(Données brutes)
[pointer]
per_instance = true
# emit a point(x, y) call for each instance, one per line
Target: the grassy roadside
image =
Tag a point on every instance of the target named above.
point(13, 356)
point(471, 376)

---

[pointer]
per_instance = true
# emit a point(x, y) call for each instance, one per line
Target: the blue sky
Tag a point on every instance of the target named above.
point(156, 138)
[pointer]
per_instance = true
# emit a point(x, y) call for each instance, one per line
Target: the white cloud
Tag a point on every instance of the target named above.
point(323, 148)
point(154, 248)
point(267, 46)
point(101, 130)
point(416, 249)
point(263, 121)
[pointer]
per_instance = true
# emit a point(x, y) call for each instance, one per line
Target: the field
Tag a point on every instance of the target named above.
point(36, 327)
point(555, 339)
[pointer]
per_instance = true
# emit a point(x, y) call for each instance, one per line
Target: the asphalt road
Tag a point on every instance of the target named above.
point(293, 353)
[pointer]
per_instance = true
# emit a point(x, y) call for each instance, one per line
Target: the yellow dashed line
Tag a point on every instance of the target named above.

==

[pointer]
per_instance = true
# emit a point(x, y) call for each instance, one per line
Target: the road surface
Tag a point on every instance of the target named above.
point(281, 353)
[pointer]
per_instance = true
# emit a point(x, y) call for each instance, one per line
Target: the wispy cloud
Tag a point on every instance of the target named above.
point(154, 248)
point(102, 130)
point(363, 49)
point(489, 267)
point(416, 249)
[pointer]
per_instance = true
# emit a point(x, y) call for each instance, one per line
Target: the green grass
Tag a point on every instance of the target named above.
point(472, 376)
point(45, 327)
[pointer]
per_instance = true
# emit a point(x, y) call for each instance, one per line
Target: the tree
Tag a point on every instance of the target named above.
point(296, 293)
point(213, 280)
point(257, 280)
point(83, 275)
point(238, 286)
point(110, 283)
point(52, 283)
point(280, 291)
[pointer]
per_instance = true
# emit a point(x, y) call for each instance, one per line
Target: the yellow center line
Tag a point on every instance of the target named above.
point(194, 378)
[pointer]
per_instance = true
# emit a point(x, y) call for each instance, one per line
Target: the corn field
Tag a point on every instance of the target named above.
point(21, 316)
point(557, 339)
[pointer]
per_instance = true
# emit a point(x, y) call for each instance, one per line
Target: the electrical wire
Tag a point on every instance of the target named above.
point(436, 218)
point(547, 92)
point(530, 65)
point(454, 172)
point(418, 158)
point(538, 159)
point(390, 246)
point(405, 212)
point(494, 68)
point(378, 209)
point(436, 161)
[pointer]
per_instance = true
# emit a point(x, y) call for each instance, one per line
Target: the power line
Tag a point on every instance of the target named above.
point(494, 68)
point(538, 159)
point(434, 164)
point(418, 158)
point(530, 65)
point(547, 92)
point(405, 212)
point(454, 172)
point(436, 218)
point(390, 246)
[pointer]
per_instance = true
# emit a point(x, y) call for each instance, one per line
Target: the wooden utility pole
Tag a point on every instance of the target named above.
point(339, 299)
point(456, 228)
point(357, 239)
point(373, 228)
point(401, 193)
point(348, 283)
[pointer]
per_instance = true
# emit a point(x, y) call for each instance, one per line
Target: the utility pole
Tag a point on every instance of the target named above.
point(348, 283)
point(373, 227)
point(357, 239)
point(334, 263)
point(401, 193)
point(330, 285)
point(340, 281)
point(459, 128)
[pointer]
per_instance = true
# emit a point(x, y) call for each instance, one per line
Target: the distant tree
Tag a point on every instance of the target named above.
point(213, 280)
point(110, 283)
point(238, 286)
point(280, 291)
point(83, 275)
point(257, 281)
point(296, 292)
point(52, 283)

Consigne:
Affiche chaque ligne du matériel où figure le mot "pole". Tiens compte des majuscules et des minuscules.

Réponse ci-dessous:
Target: the wooden utility pole
Target: the utility pole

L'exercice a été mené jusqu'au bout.